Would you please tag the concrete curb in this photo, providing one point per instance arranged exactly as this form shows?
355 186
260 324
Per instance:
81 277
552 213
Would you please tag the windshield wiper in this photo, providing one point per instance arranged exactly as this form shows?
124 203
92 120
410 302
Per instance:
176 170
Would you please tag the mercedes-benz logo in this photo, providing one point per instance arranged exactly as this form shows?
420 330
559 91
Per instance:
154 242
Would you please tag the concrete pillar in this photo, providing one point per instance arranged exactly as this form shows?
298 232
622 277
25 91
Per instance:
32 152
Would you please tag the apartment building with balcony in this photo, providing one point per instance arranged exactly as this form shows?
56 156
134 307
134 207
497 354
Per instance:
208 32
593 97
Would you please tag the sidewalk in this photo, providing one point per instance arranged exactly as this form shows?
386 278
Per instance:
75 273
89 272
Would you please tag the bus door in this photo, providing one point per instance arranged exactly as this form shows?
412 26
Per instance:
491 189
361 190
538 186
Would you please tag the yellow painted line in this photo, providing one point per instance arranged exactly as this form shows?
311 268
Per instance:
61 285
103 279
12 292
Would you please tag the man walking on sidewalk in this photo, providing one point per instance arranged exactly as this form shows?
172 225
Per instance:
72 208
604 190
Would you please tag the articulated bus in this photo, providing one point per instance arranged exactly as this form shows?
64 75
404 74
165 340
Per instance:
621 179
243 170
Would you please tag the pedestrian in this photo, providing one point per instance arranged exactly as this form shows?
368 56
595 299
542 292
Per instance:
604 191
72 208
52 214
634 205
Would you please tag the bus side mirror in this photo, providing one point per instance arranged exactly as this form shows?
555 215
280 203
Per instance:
********
Work to be completed
Render the part of the data that opens with the line containing "Would you please tag the man" and runs to the end of the data as a JSON list of strings, one string per line, with blank lines omitted.

Expected output
[
  "Would you please tag the man walking on sidewalk in this photo, providing one point per instance arranged exactly as this form shows?",
  "172 225",
  "Per instance:",
  "72 208",
  "604 190",
  "Would you please tag the articulated bus in this photo, providing one point per instance arranged exactly as this form shows?",
  "64 75",
  "404 74",
  "165 340",
  "Per instance:",
  "621 179",
  "243 170",
  "Would you please tag the pedestrian in this photo, providing one point per instance arranged exactly as this form shows?",
  "368 56",
  "595 299",
  "542 292",
  "Per instance:",
  "604 191",
  "72 208",
  "52 214",
  "634 205",
  "Would you please tag the bus side mirror in this photo, providing one point per instance arranged exactly as this form shows?",
  "555 215",
  "280 203",
  "Per instance:"
]